§ PROBLEM STATEMENT:
The data must be returned in full and exactly as given.

(Part of a data file)
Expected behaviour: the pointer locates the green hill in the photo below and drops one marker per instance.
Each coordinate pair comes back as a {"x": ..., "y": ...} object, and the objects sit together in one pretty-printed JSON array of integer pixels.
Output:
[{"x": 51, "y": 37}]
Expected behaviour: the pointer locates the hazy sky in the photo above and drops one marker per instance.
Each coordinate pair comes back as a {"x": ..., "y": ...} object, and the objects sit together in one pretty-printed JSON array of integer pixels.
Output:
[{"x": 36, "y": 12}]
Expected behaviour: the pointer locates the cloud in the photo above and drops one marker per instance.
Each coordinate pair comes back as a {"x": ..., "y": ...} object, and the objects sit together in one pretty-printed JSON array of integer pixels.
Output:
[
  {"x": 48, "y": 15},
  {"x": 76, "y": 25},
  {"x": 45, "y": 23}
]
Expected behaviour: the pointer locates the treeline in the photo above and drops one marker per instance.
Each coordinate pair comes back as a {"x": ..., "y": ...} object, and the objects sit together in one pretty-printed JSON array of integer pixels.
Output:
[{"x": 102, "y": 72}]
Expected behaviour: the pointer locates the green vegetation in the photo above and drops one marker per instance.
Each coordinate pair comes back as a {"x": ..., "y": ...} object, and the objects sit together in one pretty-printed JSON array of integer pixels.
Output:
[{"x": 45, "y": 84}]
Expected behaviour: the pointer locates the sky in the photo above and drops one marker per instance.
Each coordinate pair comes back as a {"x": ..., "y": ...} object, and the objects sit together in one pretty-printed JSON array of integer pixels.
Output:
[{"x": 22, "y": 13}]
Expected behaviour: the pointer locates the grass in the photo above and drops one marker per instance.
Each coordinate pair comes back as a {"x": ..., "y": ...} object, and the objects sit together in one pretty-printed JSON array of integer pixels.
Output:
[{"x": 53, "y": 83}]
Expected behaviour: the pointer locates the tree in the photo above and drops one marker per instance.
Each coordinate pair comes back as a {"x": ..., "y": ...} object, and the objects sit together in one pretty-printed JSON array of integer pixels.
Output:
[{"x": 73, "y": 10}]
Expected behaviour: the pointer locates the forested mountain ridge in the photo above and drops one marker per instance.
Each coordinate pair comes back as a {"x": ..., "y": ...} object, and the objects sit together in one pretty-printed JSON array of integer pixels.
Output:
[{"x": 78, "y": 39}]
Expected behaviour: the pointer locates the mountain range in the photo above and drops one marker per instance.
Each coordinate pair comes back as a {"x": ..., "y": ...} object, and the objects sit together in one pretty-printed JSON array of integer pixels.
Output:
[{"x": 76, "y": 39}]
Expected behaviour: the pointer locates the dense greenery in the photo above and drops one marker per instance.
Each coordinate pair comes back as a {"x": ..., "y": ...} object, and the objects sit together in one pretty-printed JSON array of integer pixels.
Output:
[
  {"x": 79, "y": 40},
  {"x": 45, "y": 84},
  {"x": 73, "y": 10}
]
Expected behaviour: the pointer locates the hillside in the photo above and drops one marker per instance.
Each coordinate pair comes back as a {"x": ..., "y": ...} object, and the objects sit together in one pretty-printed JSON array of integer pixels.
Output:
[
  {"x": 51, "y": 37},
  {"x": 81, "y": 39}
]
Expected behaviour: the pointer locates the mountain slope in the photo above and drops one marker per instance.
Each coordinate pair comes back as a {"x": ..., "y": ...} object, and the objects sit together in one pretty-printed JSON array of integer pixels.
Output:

§ SOLUTION:
Expected behaviour: the pointer locates the green hill in the photo below and drops one marker per instance.
Each coordinate pair comes back as a {"x": ..., "y": ...} object, and the objects sit together in one pretty-printed JSON array of integer pixels.
Output:
[{"x": 51, "y": 37}]
Expected behaviour: the pointer locates the hazy sky in the photo above and drops one marker per instance.
Each coordinate pair comes back as a {"x": ..., "y": ...} object, and the objects sit together in one pretty-printed JSON array of integer pixels.
Output:
[{"x": 36, "y": 12}]
Expected behaviour: the pointer locates the cloud in the photo above and drops one marker per instance.
Each coordinate pair comes back as a {"x": ..., "y": ...} object, and the objects sit together in one pretty-printed JSON array of integer pixels.
Output:
[
  {"x": 48, "y": 15},
  {"x": 76, "y": 25},
  {"x": 45, "y": 23}
]
Expected behaviour: the pointer locates the treeline in the photo above and drops one marker per instance.
Each coordinate pair comes back as a {"x": ..., "y": ...} object, and the objects sit together in one pretty-printed JSON array of integer pixels.
Output:
[{"x": 102, "y": 72}]
Expected behaviour: the pointer locates the green vegetation in the photo above and drops one marker per instance.
Each coordinate pair comes back as a {"x": ..., "y": ...} object, and the objects sit together in one pretty-printed JSON array of integer pixels.
Output:
[{"x": 45, "y": 84}]
Expected behaviour: the pointer locates the sky in the photo above and drops one marker per instance.
Each coordinate pair comes back as a {"x": ..., "y": ...} object, and the objects sit together in one pretty-printed JSON array of integer pixels.
Output:
[{"x": 22, "y": 13}]
Expected behaviour: the pointer locates the grass in the photo above and drops one marker per instance.
Each coordinate pair comes back as a {"x": ..., "y": ...} object, and the objects sit together in one pretty-printed JSON array of integer pixels.
Output:
[{"x": 53, "y": 83}]
Expected behaviour: the pointer locates the tree in the photo above and drops one marker per instance.
Each coordinate pair comes back as a {"x": ..., "y": ...} object, and the objects sit together in one pretty-printed JSON array of integer pixels.
Output:
[{"x": 73, "y": 10}]
Expected behaviour: the pointer locates the forested mountain ridge in the photo above and drops one marker per instance.
Each coordinate pair comes back as a {"x": ..., "y": ...} object, and the objects sit together in one pretty-printed JSON array of integer pixels.
Output:
[{"x": 78, "y": 39}]
Expected behaviour: the pointer locates the mountain range in the photo above and drops one marker per instance.
Each coordinate pair comes back as a {"x": ..., "y": ...} object, and the objects sit together in one pretty-printed JSON array of integer pixels.
Output:
[{"x": 76, "y": 39}]
Expected behaviour: the pointer locates the dense greenery in the photo above and drops one marker per instance.
Each coordinate pair comes back as a {"x": ..., "y": ...} object, and the objects sit together in one pretty-printed JSON array of integer pixels.
Output:
[
  {"x": 79, "y": 40},
  {"x": 45, "y": 84},
  {"x": 73, "y": 10}
]
Expected behaviour: the pointer locates the hillside in the photo above and drops one marker per instance.
Each coordinate pair comes back as a {"x": ..., "y": ...} object, and the objects sit together in one pretty-printed JSON array of integer pixels.
Output:
[
  {"x": 51, "y": 37},
  {"x": 81, "y": 39}
]
Expected behaviour: the pointer locates the mountain slope in the photo above and drops one marker per instance.
Each coordinate pair comes back as a {"x": ..., "y": ...} object, and the objects sit together in one pretty-printed JSON array of integer pixels.
Output:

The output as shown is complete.